[Point-per-instance localization data]
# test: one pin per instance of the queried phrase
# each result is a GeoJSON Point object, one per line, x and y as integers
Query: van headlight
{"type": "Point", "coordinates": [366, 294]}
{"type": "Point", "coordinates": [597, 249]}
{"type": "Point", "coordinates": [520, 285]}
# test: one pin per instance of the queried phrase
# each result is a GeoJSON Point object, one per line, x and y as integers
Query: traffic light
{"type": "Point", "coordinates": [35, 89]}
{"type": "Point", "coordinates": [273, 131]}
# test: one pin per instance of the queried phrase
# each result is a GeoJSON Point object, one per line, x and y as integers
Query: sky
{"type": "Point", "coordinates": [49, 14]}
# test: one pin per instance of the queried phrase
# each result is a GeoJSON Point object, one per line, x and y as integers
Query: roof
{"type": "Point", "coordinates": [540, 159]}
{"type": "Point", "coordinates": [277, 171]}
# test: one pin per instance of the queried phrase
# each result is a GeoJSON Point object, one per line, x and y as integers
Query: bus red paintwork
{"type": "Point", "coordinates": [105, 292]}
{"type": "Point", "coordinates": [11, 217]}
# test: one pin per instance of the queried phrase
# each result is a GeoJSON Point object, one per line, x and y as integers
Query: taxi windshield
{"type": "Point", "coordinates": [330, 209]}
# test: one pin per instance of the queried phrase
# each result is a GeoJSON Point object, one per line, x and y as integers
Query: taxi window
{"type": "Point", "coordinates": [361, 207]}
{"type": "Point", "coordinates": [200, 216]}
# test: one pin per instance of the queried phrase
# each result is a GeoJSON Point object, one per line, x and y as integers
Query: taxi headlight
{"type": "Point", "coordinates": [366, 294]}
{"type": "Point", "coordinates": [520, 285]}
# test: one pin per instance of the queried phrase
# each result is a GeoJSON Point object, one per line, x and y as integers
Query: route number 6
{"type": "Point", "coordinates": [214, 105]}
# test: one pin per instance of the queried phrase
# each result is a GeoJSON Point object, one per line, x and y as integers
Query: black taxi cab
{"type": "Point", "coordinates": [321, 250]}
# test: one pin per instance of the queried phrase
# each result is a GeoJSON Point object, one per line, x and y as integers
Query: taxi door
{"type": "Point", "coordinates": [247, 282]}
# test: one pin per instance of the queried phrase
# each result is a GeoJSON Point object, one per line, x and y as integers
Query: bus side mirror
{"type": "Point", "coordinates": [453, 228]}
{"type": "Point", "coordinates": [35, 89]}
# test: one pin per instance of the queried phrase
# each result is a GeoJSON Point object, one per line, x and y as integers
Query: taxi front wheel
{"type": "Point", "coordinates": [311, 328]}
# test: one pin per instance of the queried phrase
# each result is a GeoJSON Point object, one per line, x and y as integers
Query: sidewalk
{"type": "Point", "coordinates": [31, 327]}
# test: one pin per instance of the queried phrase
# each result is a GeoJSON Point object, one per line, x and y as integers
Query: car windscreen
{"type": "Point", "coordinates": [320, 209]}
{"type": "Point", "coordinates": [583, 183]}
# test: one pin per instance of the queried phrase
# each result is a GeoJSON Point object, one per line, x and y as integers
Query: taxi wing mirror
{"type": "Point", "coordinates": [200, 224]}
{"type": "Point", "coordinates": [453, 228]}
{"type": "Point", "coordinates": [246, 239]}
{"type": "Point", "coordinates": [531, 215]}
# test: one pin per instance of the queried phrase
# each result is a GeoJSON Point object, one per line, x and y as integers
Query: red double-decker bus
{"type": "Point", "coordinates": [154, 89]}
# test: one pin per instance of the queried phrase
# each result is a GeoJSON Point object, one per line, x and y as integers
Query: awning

EXERCISE OBJECTIVE: An exact copy of every entry above is the expected answer.

WRITTEN REPLY:
# test: one pin per instance of the queried phrase
# each result is a GeoJSON Point object, one per line, x and y as integers
Query: van headlight
{"type": "Point", "coordinates": [366, 294]}
{"type": "Point", "coordinates": [597, 249]}
{"type": "Point", "coordinates": [520, 285]}
# test: one pin per instance of the queried phrase
# each result is a GeoJSON Point object, one per line, x and y as integers
Query: traffic light
{"type": "Point", "coordinates": [35, 89]}
{"type": "Point", "coordinates": [273, 131]}
# test: one pin per instance of the queried phrase
# each result is a GeoJSON Point object, one per line, x and y as integers
Query: sky
{"type": "Point", "coordinates": [49, 14]}
# test: one pin per instance of the queried phrase
# each result is a GeoJSON Point object, one per line, x and y as integers
Query: roof
{"type": "Point", "coordinates": [540, 159]}
{"type": "Point", "coordinates": [277, 171]}
# test: one pin per instance of the queried phrase
# each result is a GeoJSON Point object, one per line, x and y as integers
Query: bus red paintwork
{"type": "Point", "coordinates": [105, 292]}
{"type": "Point", "coordinates": [11, 217]}
# test: one pin per instance of the queried phrase
# each result is a GeoJSON Point object, one per line, x and y as integers
Query: taxi windshield
{"type": "Point", "coordinates": [330, 209]}
# test: one pin per instance of the queried phrase
# each result is a GeoJSON Point object, one per line, x and y as integers
Query: taxi window
{"type": "Point", "coordinates": [361, 207]}
{"type": "Point", "coordinates": [200, 216]}
# test: one pin per instance of the queried phrase
# each result is a GeoJSON Point object, one per line, x and y as integers
Query: taxi headlight
{"type": "Point", "coordinates": [366, 294]}
{"type": "Point", "coordinates": [520, 285]}
# test: one pin per instance of the queried phrase
# each result is a GeoJSON Point object, one per line, x and y as integers
Query: route number 6
{"type": "Point", "coordinates": [214, 105]}
# test: one pin per instance of the queried phrase
# each result is a GeoJSON Point object, one per line, x and y as integers
Query: black taxi cab
{"type": "Point", "coordinates": [321, 250]}
# test: one pin per instance of the queried phrase
# each result is a GeoJSON Point object, one per line, x and y as integers
Query: taxi door
{"type": "Point", "coordinates": [247, 282]}
# test: one pin per instance of the queried phrase
# each result is a GeoJSON Point object, one per line, x and y as integers
Query: bus side mirror
{"type": "Point", "coordinates": [453, 228]}
{"type": "Point", "coordinates": [35, 89]}
# test: one pin per instance of the queried phrase
# each result is a GeoJSON Point object, one per line, x and y as integers
Query: taxi front wheel
{"type": "Point", "coordinates": [311, 328]}
# test: one pin per instance of the queried phrase
# each result is a GeoJSON Point object, one per line, x and y as integers
Query: sidewalk
{"type": "Point", "coordinates": [31, 327]}
# test: one pin per instance of the queried phrase
# each result is a GeoJSON Point object, one per line, x and y as integers
Query: car windscreen
{"type": "Point", "coordinates": [320, 209]}
{"type": "Point", "coordinates": [583, 183]}
# test: one pin per instance of the queried phrase
# each result is a GeoJSON Point object, one per line, x and y as integers
Query: taxi wing mirror
{"type": "Point", "coordinates": [200, 224]}
{"type": "Point", "coordinates": [453, 228]}
{"type": "Point", "coordinates": [246, 239]}
{"type": "Point", "coordinates": [531, 215]}
# test: one pin per instance of the queried phrase
# each result is a GeoJSON Point object, one per line, x and y as integers
Query: red double-decker bus
{"type": "Point", "coordinates": [154, 89]}
# test: one pin per instance of the queried phrase
# each result is a GeoJSON Point object, one per line, x and y as integers
Query: awning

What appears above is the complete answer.